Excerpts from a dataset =
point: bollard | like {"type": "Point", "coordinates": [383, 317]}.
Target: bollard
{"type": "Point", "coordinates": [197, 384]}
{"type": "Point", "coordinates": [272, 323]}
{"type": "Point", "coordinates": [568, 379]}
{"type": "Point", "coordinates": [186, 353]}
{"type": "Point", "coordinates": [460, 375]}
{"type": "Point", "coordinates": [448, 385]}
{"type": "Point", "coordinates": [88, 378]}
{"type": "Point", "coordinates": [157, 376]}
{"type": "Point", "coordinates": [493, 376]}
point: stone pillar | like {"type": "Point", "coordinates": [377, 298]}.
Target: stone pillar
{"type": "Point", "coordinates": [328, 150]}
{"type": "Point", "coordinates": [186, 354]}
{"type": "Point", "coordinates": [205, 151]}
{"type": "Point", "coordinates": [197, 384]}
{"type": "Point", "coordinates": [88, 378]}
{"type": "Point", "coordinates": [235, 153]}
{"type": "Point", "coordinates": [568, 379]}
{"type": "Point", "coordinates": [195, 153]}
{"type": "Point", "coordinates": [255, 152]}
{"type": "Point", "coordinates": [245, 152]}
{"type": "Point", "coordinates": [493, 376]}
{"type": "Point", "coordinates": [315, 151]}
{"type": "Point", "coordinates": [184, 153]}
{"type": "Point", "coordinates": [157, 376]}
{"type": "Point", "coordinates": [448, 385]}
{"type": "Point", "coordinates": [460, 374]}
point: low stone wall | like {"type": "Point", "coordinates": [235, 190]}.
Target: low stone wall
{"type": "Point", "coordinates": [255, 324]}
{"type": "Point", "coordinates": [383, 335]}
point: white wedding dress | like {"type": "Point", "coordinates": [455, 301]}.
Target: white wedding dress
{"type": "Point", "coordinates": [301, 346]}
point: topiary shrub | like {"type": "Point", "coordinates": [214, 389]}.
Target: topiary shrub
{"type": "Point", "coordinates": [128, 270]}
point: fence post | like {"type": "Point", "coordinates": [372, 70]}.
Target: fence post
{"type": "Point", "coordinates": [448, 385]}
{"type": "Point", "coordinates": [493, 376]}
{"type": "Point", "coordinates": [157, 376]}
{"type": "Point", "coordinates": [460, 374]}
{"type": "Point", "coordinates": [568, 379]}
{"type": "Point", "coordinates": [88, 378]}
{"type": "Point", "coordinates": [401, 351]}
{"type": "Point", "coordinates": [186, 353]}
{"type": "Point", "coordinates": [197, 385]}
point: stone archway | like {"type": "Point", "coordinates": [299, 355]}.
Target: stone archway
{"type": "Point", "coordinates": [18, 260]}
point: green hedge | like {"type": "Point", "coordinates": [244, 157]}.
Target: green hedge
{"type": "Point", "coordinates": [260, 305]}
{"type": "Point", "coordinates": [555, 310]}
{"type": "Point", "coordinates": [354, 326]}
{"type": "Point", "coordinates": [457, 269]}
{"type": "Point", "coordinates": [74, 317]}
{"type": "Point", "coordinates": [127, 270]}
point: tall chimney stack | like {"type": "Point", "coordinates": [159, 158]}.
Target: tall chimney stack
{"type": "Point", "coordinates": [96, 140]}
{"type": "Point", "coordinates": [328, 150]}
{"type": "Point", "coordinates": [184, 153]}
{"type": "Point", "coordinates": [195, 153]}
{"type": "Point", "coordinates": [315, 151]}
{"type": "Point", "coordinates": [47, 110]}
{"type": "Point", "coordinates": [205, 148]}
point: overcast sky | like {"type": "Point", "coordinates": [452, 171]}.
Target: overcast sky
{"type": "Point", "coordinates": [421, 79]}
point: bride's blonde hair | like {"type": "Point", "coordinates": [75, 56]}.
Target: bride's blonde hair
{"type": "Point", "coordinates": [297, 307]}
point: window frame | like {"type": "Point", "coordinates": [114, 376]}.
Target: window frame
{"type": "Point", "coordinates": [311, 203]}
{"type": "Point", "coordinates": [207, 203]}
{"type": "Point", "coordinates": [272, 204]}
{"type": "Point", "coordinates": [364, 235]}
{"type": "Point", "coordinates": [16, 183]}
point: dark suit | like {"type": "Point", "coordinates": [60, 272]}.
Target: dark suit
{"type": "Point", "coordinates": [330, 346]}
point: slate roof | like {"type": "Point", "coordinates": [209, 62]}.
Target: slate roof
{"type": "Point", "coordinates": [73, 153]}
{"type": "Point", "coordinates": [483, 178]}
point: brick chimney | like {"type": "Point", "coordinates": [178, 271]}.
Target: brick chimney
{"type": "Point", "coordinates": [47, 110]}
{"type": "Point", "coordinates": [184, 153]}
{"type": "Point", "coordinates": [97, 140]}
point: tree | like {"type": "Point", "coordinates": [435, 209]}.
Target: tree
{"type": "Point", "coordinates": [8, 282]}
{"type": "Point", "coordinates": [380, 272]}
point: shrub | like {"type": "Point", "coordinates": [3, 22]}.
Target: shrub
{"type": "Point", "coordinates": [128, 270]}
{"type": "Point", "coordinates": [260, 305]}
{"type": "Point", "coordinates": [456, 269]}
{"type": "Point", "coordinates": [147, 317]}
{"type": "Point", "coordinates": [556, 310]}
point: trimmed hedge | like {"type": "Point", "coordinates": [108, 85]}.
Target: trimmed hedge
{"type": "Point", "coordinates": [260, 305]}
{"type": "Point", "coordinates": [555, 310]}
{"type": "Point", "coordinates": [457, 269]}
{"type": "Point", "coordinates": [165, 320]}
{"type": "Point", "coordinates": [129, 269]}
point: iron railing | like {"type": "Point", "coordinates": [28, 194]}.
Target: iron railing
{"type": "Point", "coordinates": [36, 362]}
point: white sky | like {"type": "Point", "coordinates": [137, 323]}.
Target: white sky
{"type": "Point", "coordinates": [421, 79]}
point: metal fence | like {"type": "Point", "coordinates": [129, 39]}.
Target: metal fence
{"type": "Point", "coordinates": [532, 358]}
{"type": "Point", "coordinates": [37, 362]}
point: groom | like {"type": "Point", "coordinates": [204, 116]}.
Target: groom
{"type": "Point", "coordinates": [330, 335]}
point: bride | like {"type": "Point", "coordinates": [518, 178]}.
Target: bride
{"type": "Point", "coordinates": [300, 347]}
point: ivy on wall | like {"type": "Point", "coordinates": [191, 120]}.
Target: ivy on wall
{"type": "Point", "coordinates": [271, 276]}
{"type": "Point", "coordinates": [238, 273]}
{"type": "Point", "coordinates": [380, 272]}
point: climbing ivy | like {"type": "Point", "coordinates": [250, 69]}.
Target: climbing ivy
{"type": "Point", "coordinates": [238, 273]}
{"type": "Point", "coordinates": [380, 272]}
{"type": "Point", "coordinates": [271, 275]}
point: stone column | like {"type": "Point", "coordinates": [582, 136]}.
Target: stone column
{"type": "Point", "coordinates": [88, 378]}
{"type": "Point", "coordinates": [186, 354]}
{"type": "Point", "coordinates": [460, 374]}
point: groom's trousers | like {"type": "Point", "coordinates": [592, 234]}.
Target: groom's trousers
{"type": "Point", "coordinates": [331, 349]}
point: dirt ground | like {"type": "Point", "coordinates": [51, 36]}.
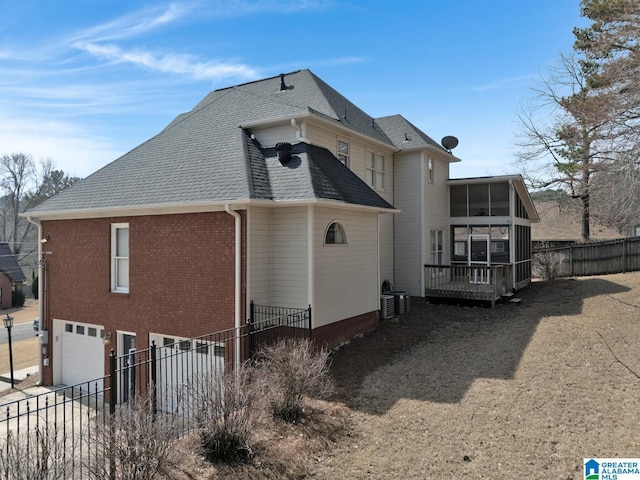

Work order = What is needed is an exact repeat of the records, with every picture left out.

Answer to the exercise =
point: bollard | like {"type": "Point", "coordinates": [383, 317]}.
Target: bollard
{"type": "Point", "coordinates": [197, 384]}
{"type": "Point", "coordinates": [272, 323]}
{"type": "Point", "coordinates": [568, 379]}
{"type": "Point", "coordinates": [186, 353]}
{"type": "Point", "coordinates": [460, 375]}
{"type": "Point", "coordinates": [448, 385]}
{"type": "Point", "coordinates": [88, 378]}
{"type": "Point", "coordinates": [157, 376]}
{"type": "Point", "coordinates": [493, 376]}
point: stone pillar | like {"type": "Point", "coordinates": [377, 298]}.
Target: stone pillar
{"type": "Point", "coordinates": [328, 150]}
{"type": "Point", "coordinates": [186, 354]}
{"type": "Point", "coordinates": [205, 151]}
{"type": "Point", "coordinates": [197, 384]}
{"type": "Point", "coordinates": [88, 378]}
{"type": "Point", "coordinates": [235, 153]}
{"type": "Point", "coordinates": [568, 379]}
{"type": "Point", "coordinates": [195, 153]}
{"type": "Point", "coordinates": [255, 152]}
{"type": "Point", "coordinates": [245, 152]}
{"type": "Point", "coordinates": [493, 376]}
{"type": "Point", "coordinates": [315, 151]}
{"type": "Point", "coordinates": [184, 153]}
{"type": "Point", "coordinates": [157, 376]}
{"type": "Point", "coordinates": [448, 385]}
{"type": "Point", "coordinates": [460, 374]}
point: low stone wall | like {"type": "Point", "coordinates": [235, 190]}.
Target: low stone wall
{"type": "Point", "coordinates": [255, 324]}
{"type": "Point", "coordinates": [383, 335]}
point: white wedding dress | like {"type": "Point", "coordinates": [455, 301]}.
Target: white wedding dress
{"type": "Point", "coordinates": [301, 346]}
point: topiary shrub | like {"type": "Point", "coordinates": [214, 389]}.
Target: topiary shrub
{"type": "Point", "coordinates": [128, 270]}
point: fence post | like {"type": "Point", "coordinates": [372, 70]}.
Target: fence post
{"type": "Point", "coordinates": [448, 385]}
{"type": "Point", "coordinates": [493, 376]}
{"type": "Point", "coordinates": [157, 376]}
{"type": "Point", "coordinates": [460, 374]}
{"type": "Point", "coordinates": [568, 379]}
{"type": "Point", "coordinates": [88, 378]}
{"type": "Point", "coordinates": [401, 351]}
{"type": "Point", "coordinates": [186, 353]}
{"type": "Point", "coordinates": [197, 385]}
point: stone archway | like {"type": "Point", "coordinates": [299, 355]}.
Target: stone archway
{"type": "Point", "coordinates": [18, 260]}
point: green hedge | like {"type": "Point", "coordinates": [244, 157]}.
Target: green hedge
{"type": "Point", "coordinates": [260, 305]}
{"type": "Point", "coordinates": [555, 310]}
{"type": "Point", "coordinates": [354, 326]}
{"type": "Point", "coordinates": [457, 269]}
{"type": "Point", "coordinates": [74, 317]}
{"type": "Point", "coordinates": [127, 270]}
point: tall chimney stack | like {"type": "Point", "coordinates": [159, 158]}.
Target: tall chimney stack
{"type": "Point", "coordinates": [96, 140]}
{"type": "Point", "coordinates": [328, 150]}
{"type": "Point", "coordinates": [184, 153]}
{"type": "Point", "coordinates": [195, 153]}
{"type": "Point", "coordinates": [315, 151]}
{"type": "Point", "coordinates": [47, 110]}
{"type": "Point", "coordinates": [205, 148]}
point: overcast sky | like {"type": "Point", "coordinates": [452, 171]}.
Target: overcast sky
{"type": "Point", "coordinates": [421, 79]}
point: bride's blonde hair | like {"type": "Point", "coordinates": [75, 56]}.
Target: bride's blonde hair
{"type": "Point", "coordinates": [297, 307]}
point: window frame | like {"type": "Point", "coordinates": [114, 376]}.
Target: window frame
{"type": "Point", "coordinates": [311, 203]}
{"type": "Point", "coordinates": [207, 203]}
{"type": "Point", "coordinates": [272, 204]}
{"type": "Point", "coordinates": [364, 235]}
{"type": "Point", "coordinates": [16, 183]}
point: dark suit | like {"type": "Point", "coordinates": [60, 272]}.
Target: dark suit
{"type": "Point", "coordinates": [330, 346]}
point: slate roof | like {"type": "Point", "coordinates": [209, 62]}.
Target: slate roof
{"type": "Point", "coordinates": [73, 153]}
{"type": "Point", "coordinates": [483, 178]}
point: brick chimney | like {"type": "Point", "coordinates": [178, 271]}.
Target: brick chimney
{"type": "Point", "coordinates": [47, 110]}
{"type": "Point", "coordinates": [184, 153]}
{"type": "Point", "coordinates": [97, 140]}
point: tree | like {"type": "Point", "coordinates": [435, 209]}.
Target: tree
{"type": "Point", "coordinates": [8, 282]}
{"type": "Point", "coordinates": [380, 272]}
point: shrub | like {"type": "Point", "coordinates": [3, 22]}.
Target: shrub
{"type": "Point", "coordinates": [128, 270]}
{"type": "Point", "coordinates": [260, 305]}
{"type": "Point", "coordinates": [456, 269]}
{"type": "Point", "coordinates": [147, 317]}
{"type": "Point", "coordinates": [556, 310]}
point: trimmed hedge | like {"type": "Point", "coordinates": [108, 85]}.
Target: trimmed hedge
{"type": "Point", "coordinates": [260, 305]}
{"type": "Point", "coordinates": [555, 310]}
{"type": "Point", "coordinates": [457, 269]}
{"type": "Point", "coordinates": [165, 320]}
{"type": "Point", "coordinates": [129, 269]}
point: iron railing | like {"type": "Point", "coordinates": [28, 194]}.
Target: iron railing
{"type": "Point", "coordinates": [36, 362]}
point: white sky | like {"type": "Point", "coordinates": [137, 323]}.
Target: white sky
{"type": "Point", "coordinates": [421, 79]}
point: metal fence | like {"type": "Point", "coordinates": [129, 39]}.
Target: metal fence
{"type": "Point", "coordinates": [532, 358]}
{"type": "Point", "coordinates": [37, 362]}
point: groom | like {"type": "Point", "coordinates": [204, 116]}.
Target: groom
{"type": "Point", "coordinates": [330, 335]}
point: bride | like {"type": "Point", "coordinates": [518, 178]}.
Target: bride
{"type": "Point", "coordinates": [300, 347]}
point: ivy on wall | like {"type": "Point", "coordinates": [191, 120]}.
Target: ivy on wall
{"type": "Point", "coordinates": [271, 276]}
{"type": "Point", "coordinates": [238, 273]}
{"type": "Point", "coordinates": [380, 272]}
point: climbing ivy | like {"type": "Point", "coordinates": [250, 69]}.
Target: climbing ivy
{"type": "Point", "coordinates": [238, 273]}
{"type": "Point", "coordinates": [380, 272]}
{"type": "Point", "coordinates": [271, 275]}
point: stone column | like {"type": "Point", "coordinates": [582, 136]}.
Target: stone column
{"type": "Point", "coordinates": [88, 378]}
{"type": "Point", "coordinates": [186, 354]}
{"type": "Point", "coordinates": [460, 374]}
point: groom's trousers | like {"type": "Point", "coordinates": [592, 234]}.
Target: groom's trousers
{"type": "Point", "coordinates": [331, 349]}
point: dirt ground | like {"type": "Point", "coordinates": [51, 36]}.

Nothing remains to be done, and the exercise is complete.